WHAT TO PRODUCE: Count up the lines below that hold "fork", then give that count by itself.

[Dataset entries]
--------

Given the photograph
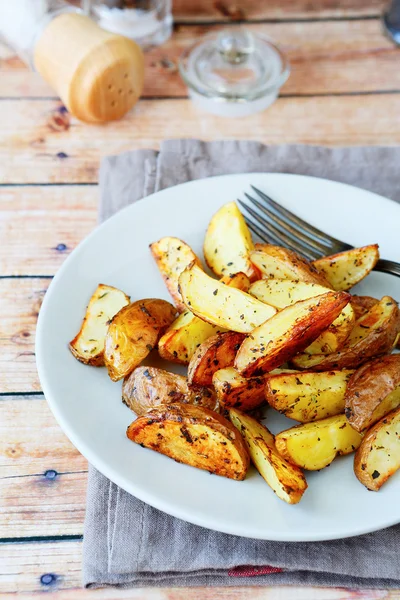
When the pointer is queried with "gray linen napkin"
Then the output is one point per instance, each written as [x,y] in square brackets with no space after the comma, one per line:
[129,543]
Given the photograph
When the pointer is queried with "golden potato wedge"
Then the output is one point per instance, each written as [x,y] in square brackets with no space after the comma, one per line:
[217,352]
[220,304]
[240,281]
[133,333]
[172,256]
[187,332]
[274,342]
[286,480]
[345,269]
[88,345]
[315,445]
[374,334]
[275,262]
[228,242]
[147,387]
[195,436]
[362,304]
[282,293]
[307,396]
[378,456]
[373,391]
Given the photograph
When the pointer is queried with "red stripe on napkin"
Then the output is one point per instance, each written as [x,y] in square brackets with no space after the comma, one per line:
[249,571]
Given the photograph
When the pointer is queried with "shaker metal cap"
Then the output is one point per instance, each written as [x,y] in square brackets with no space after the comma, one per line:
[234,72]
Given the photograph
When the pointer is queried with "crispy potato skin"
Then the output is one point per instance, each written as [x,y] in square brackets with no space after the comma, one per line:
[147,387]
[235,391]
[285,479]
[275,262]
[378,456]
[307,396]
[366,399]
[172,256]
[228,242]
[345,269]
[220,304]
[88,345]
[295,327]
[133,333]
[313,446]
[195,436]
[216,353]
[374,335]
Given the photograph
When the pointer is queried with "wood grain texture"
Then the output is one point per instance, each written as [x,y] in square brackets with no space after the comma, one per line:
[42,225]
[34,152]
[338,57]
[20,301]
[31,441]
[24,564]
[36,505]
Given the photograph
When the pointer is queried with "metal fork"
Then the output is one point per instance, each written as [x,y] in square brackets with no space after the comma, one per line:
[277,225]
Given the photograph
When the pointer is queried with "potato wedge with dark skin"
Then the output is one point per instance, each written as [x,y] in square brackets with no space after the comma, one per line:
[227,243]
[313,446]
[88,345]
[275,262]
[147,387]
[373,391]
[374,335]
[216,353]
[345,269]
[287,481]
[133,334]
[172,256]
[378,456]
[195,436]
[307,396]
[280,338]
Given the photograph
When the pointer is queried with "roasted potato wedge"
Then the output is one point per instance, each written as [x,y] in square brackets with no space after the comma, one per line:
[228,242]
[315,445]
[240,281]
[275,262]
[195,436]
[133,333]
[172,256]
[345,269]
[88,345]
[216,353]
[374,334]
[220,304]
[282,293]
[307,396]
[147,387]
[378,456]
[373,391]
[286,480]
[274,342]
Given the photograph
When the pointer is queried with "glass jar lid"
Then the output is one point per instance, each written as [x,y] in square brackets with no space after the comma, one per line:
[234,65]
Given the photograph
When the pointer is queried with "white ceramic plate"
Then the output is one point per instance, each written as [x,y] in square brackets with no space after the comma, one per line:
[88,405]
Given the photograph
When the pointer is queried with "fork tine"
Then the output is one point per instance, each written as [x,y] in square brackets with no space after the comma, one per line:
[301,240]
[271,233]
[324,238]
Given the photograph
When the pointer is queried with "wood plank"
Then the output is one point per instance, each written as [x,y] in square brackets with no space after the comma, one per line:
[37,505]
[24,564]
[20,303]
[332,57]
[231,10]
[33,152]
[24,450]
[52,220]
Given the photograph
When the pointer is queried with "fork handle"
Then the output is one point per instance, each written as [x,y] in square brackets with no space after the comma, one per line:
[387,266]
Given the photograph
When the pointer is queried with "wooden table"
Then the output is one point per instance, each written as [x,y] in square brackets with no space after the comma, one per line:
[344,90]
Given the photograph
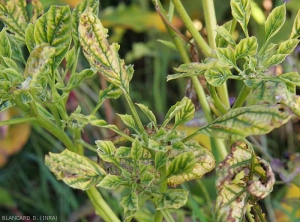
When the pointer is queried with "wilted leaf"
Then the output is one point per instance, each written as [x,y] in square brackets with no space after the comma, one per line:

--------

RESPONSE TO THIS EXERCISE: 3